Rapporteur : M. Charles-Edouard Minet

Commissaire du gouvernement : Mme Fort-Besnard

Avocat : GOLLAIN


REPUBLIQUE FRANCAISE

AU NOM DU PEUPLE FRANCAIS

Vu la procédure suivante :

Procédure contentieuse antérieure :

La société Ysenbaert a demandé au tribunal administratif de Lille de condamner le département du Nord à lui verser la somme de 128 520,19 euros, augmentée des intérêts de droit à compter du 2 août 2012 et de la capitalisation des intérêts échus à compter de cette même date, au titre du paiement direct de ses prestations de sous-traitant dans le cadre du marché de fourniture et de pose de signalisation directionnelle passé avec la société SES.

Par un jugement n° 1408343 du 18 octobre 2016, le tribunal administratif de Lille a rejeté sa demande.


Procédure devant la cour :

Par une requête et un mémoire, enregistrés les 15 décembre 2016 et 17 août 2017, la société Ysenbaert, représentée par Me B...C..., demande à la cour :

1°) d'annuler ce jugement ;

2°) de faire droit à sa demande ;

3°) de mettre à la charge du département du Nord le versement de la somme de 1 500 euros au titre de l'article L. 761-1 du code de justice administrative.

.......................................................................................................

Vu les autres pièces du dossier.

Vu :
- le code civil ;
- le code des marchés publics ;
- la loi n° 75-1334 du 31 décembre 1975 ;
- le code de justice administrative.

Les parties ont été régulièrement averties du jour de l'audience.

Ont été entendus au cours de l'audience publique :
- le rapport de M. Charles-Edouard Minet, premier conseiller ;
- les conclusions de Mme Amélie Fort-Besnard, rapporteur public ;
- et les observations de Me D...A..., représentant la société Ysenbaert.
Une note en délibéré présentée par le département du Nord a été enregistrée le 9 mai 2018.
Une note en délibéré présentée par la société Ysenbaert a été enregistrée le 14 mai 2018.

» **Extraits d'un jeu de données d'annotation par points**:
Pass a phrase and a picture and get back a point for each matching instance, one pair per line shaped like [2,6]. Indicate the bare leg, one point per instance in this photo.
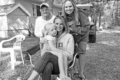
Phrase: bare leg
[33,75]
[60,63]
[82,57]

» **EXERCICE COURT 1**: Selon l'extrait choisi, quelle somme la société Ysenbaert a-t-elle demandé au tribunal administratif de Lille de faire verser par le département du Nord ?
» **EXERCICE COURT 2**: Tirez de l'extrait choisi, mot pour mot, le passage qui va de « Les parties ont » jusqu'à « 14 mai 2018. » inclus.

» **RÉSULTAT 1**: 128 520,19 euros, augmentée des intérêts de droit à compter du 2 août 2012 et de la capitalisation des intérêts échus.

» **RÉSULTAT 2**:
Les parties ont été régulièrement averties du jour de l'audience.

Ont été entendus au cours de l'audience publique :
- le rapport de M. Charles-Edouard Minet, premier conseiller ;
- les conclusions de Mme Amélie Fort-Besnard, rapporteur public ;
- et les observations de Me D...A..., représentant la société Ysenbaert.
Une note en délibéré présentée par le département du Nord a été enregistrée le 9 mai 2018.
Une note en délibéré présentée par la société Ysenbaert a été enregistrée le 14 mai 2018.